=== SHORT PROBLEM ===
Please reproduce every item below word for word, leaving out the pictures.

=== INPUT FOR THIS TASK ===
* * *

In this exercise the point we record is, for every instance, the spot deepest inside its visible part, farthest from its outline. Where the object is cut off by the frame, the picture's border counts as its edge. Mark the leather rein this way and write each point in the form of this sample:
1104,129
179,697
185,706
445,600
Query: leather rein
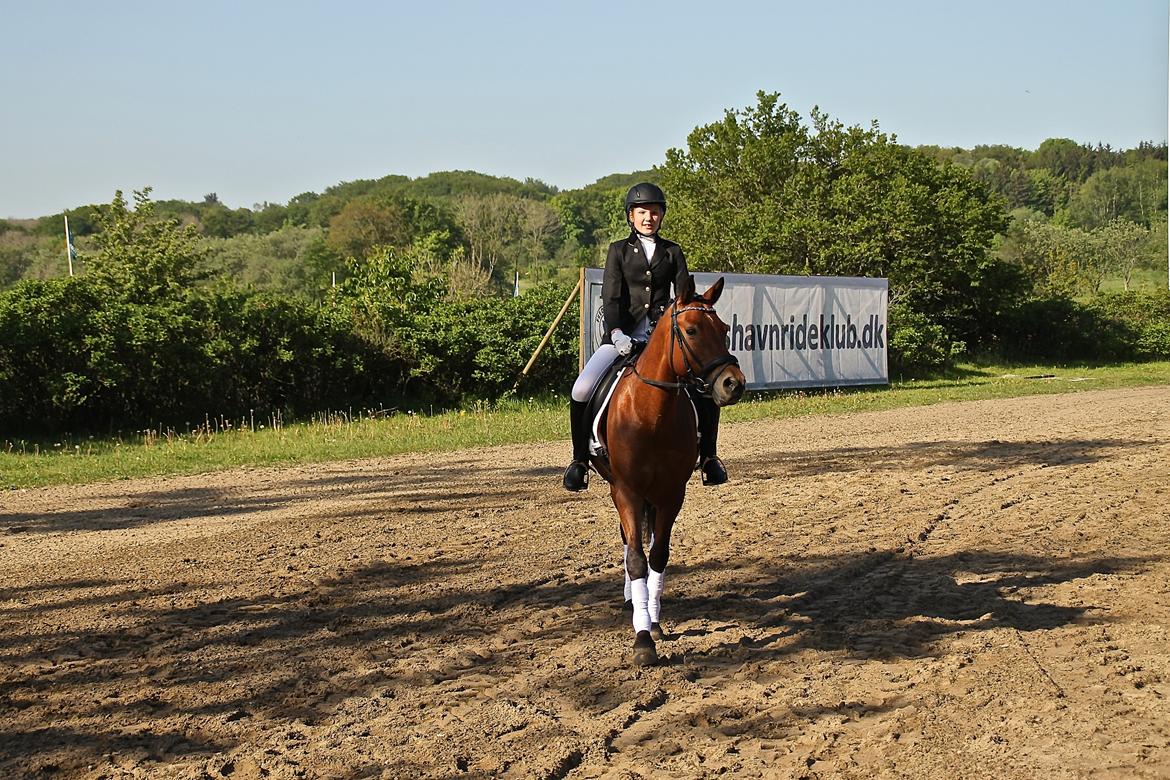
697,378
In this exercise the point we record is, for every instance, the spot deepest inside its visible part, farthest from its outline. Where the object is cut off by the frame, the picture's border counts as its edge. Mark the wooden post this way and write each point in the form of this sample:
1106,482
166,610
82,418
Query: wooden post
548,333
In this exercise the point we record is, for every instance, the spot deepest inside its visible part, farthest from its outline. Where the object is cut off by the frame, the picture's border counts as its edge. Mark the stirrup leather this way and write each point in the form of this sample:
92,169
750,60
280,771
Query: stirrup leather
713,471
577,476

* * *

=== THE SOLUTION ===
In this exercise the point we record is, for every instance, the spot deepest inside its visible part, farthest from its outline. Where the object is cut off by the frame, the picture's border counts as its edge. Mark the leather rein this way and write each point in the form of this sample:
1104,129
179,697
185,706
445,600
Query: leather rein
697,378
In this exercise the point we record is, for every instance, the spot deepest inside its visible part, farthest from its outline. Where the object is cut off by the frame, the picture's border counts as its edge. Mark the wooden post this way and write each point in the form of this sample:
1106,482
166,610
82,418
Query: wooden post
548,333
In this exercise the point we record is, for every instance, the spot deepest inside its visible part, farthest from its outline. Where the object is cut off by the frame, the picture's border counts as its edge. Mark the stirrup leather this way and write each point in the form of this sample:
92,169
750,60
280,771
Query: stirrup leather
713,471
577,476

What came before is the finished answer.